THE PROBLEM:
Reproduce the lecture description word for word, starting at the words "In this lecture, Sir" and ending after "makers and consumers.".

** Opening PASSAGE SHOWN block **

What have they put in my food?

Duration: 1:15:48 | 24 October 2016
Sir Colin Berry

On Tuesday 25 October 2016 SCI’s Evening Lecture looked into the science behind food regulation and the uncertainty of observations in biological science. The lecture, delivered by Sir Colin Berry, Emeritus Professor of Pathology, Queen Mary, University of London, explored the quality and reproducibility of the science that underpins public health decision making and the subsequent perceived public health risks.

In this lecture, Sir Colin Berry examined the interface between science and policy, with particular regard to the environment and dietary health. There have been growing concerns in recent years over experimental reproducibility of research and its importance in identifying human health hazards, such as carcinogens. Inadequately investigated associations that form the basis for speculative therapeutic or dietary interventions, have far reaching consequences for public health, including a generation of anxiety (around certain foods) without sound justification. This lecture explored the difficulties of regulation, the scientific methodology and issues to be resolved. Post-Brexit this will be more important than ever for UK policy makers and consumers.

** Closing PASSAGE SHOWN block **
** Opening RAW DATA block **

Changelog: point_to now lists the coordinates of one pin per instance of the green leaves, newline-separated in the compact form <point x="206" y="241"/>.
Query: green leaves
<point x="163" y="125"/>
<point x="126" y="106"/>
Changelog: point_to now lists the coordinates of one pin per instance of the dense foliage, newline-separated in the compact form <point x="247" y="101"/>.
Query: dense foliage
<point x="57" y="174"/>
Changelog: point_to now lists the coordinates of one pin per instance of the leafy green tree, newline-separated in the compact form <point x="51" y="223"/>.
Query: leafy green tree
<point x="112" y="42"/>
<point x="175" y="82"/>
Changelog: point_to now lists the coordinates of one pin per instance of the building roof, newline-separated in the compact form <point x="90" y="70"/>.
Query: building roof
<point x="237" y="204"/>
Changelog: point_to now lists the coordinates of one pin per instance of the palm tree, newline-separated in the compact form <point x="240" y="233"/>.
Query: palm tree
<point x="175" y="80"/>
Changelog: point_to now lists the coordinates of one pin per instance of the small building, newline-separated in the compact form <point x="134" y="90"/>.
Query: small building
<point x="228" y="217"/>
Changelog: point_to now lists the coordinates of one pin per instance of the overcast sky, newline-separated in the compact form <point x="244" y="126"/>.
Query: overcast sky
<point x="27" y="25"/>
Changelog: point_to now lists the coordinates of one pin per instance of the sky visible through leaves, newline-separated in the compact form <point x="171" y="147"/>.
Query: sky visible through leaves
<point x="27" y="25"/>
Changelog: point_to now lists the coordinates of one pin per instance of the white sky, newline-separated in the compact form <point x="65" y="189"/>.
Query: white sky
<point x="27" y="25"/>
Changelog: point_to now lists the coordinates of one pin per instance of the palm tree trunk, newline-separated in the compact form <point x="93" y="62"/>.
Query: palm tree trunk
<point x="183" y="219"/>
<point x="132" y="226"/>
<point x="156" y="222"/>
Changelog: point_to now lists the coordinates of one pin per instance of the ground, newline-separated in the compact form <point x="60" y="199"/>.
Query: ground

** Closing RAW DATA block **

COMPLETED TASK:
In this lecture, Sir Colin Berry examined the interface between science and policy, with particular regard to the environment and dietary health. There have been growing concerns in recent years over experimental reproducibility of research and its importance in identifying human health hazards, such as carcinogens. Inadequately investigated associations that form the basis for speculative therapeutic or dietary interventions, have far reaching consequences for public health, including a generation of anxiety (around certain foods) without sound justification. This lecture explored the difficulties of regulation, the scientific methodology and issues to be resolved. Post-Brexit this will be more important than ever for UK policy makers and consumers.